→ ページ本文:
過剰とも思える図書館蔵書の廃棄が起きている
紙の図書が電子化されるなか、県立クラスの保存センターの役割がある大図書館でも膨大な量の蔵書の廃棄が行われている。図書館の蔵書廃棄に関しては、意図的に特定の図書を廃棄した場合に問題視される意外、日常的なことなのでほとんど市民の関心をよばない。しかし実際はかなり貴重な文化的資料がデジタル化もされずに拙速な廃棄で消えつつある。図書館内部のダークな部分なのでその実態は把握しにくい。岡山県立図書館のある協議会委員の質問をみてみよう。
質問 中期サービス目標に、館内図書の永年保存ということであるが、このまま新刊図書の70%を買い続けた場合、いつまで保存できるのか。収集保存の方針と基準を突き合わせてみて、常に見定めていく必要がある。では新刊図書は5~6年で利用は激減するものが多い。業務システムを利用し、ある年数経過したもので、まったく利用のないものは廃棄することも検討してみてはどうか。そうしないと、すぐに容量をオーバーすると思う。
事務局 資料保存センターとしての役割は、県立図書館1館のことではなく、市町村立図書館の保存センターでもある。そのため、市町村立図書館で利用頻度が低くなって除籍する図書も、保存する必要がある図書は、県立で引き受けて保存していく必要がある。永年保存するものは、本館利用の図書のみで、支援用図書は7年で除籍をしている。書庫は、開館後20年分の本を収蔵できる容量があり、更にもう20年分収蔵するための拡張ができるように設計されている。選定基準は、他県のものを参考にしつつ、今後も見直しを進めたい。(平成20年2月8日、岡山県立図書館協議会議事録より抜粋)

→ 提供資料:
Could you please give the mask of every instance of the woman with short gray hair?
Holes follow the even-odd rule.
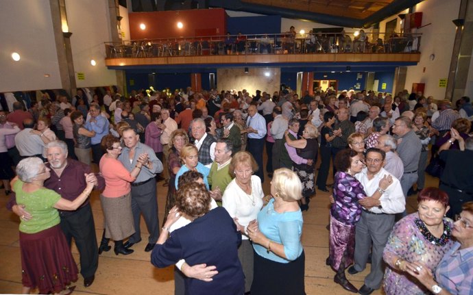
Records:
[[[29,294],[36,287],[40,294],[59,293],[77,280],[77,267],[59,225],[58,209],[77,209],[92,191],[95,176],[86,175],[87,186],[70,201],[44,187],[49,171],[40,158],[27,157],[20,161],[17,177],[12,181],[16,203],[27,208],[32,216],[20,218],[22,294]],[[70,287],[67,294],[74,288]]]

→ 記述課題:
1. ページ本文から、「質問 中期サービス目標に、館」という語句を含む箇所で始まり「に容量をオーバーすると思う。」で終わる部分を、一字一句変えずに抜き出してください。
2. ページ本文にある「書庫は、開館後20年分の本を収蔵できる容量があり、更にもう20年分収蔵するための拡張ができるように設計されている。」という一文を英語に訳してください。
ページ本文だけを手がかりにしてください。

→ 出力内容:
1.
質問 中期サービス目標に、館内図書の永年保存ということであるが、このまま新刊図書の70%を買い続けた場合、いつまで保存できるのか。収集保存の方針と基準を突き合わせてみて、常に見定めていく必要がある。では新刊図書は5~6年で利用は激減するものが多い。業務システムを利用し、ある年数経過したもので、まったく利用のないものは廃棄することも検討してみてはどうか。そうしないと、すぐに容量をオーバーすると思う。

2. The stacks have enough capacity to hold 20 years' worth of books after the library opens, and they are designed so that they can be expanded to hold another 20 years' worth.